● **Aim of the task**: Please report how many lines in the entries below contain the string "green", treating uppercase and lowercase as different. Give only the number.
'''
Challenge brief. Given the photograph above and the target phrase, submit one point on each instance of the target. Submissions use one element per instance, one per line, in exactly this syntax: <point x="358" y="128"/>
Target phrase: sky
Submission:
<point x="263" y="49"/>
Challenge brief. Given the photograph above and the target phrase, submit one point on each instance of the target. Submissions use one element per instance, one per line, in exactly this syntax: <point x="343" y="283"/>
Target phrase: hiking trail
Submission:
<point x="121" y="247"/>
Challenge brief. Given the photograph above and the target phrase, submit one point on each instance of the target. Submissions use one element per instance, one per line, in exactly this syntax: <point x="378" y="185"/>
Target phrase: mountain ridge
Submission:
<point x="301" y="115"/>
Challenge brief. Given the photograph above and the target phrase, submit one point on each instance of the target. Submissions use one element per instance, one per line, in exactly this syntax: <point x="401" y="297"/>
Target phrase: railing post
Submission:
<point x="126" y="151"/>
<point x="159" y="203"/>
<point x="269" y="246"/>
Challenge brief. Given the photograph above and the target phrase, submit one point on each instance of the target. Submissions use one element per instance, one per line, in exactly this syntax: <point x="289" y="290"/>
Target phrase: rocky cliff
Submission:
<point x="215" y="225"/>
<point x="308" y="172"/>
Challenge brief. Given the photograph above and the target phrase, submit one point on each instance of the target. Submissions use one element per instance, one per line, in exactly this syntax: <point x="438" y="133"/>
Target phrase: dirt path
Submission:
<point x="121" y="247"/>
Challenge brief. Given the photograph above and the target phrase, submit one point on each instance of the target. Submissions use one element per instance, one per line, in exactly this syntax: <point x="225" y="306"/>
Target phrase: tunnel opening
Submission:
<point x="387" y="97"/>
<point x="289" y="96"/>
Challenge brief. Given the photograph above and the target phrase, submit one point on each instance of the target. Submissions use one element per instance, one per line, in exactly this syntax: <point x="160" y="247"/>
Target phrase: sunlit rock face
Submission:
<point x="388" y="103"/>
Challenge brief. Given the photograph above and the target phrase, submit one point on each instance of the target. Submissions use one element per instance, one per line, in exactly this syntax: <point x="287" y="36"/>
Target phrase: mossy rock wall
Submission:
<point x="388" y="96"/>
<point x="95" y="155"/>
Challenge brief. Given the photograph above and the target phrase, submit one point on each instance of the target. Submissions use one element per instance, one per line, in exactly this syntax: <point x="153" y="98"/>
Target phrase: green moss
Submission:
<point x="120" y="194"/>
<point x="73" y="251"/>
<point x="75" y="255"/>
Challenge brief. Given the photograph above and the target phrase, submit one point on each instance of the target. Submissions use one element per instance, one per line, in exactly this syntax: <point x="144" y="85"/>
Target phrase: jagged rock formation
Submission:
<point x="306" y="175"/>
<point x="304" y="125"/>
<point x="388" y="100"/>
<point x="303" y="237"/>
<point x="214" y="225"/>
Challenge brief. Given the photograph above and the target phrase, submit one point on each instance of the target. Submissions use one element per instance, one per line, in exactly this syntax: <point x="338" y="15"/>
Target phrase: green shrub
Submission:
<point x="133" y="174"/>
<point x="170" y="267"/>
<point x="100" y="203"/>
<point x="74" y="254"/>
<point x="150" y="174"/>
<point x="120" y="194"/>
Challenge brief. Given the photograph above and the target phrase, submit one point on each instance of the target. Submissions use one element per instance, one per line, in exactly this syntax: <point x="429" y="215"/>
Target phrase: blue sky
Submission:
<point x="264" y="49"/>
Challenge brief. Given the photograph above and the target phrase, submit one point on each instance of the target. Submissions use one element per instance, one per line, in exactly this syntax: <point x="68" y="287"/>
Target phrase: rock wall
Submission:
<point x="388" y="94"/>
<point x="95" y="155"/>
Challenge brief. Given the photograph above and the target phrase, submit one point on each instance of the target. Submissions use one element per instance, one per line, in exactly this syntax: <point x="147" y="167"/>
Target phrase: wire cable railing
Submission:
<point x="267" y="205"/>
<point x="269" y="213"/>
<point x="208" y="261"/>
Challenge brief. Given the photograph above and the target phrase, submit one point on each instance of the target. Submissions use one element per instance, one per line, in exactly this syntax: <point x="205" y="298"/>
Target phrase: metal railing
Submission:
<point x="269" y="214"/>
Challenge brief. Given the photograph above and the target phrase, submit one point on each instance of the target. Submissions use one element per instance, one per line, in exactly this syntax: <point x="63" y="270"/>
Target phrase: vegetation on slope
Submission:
'''
● **Output below**: 2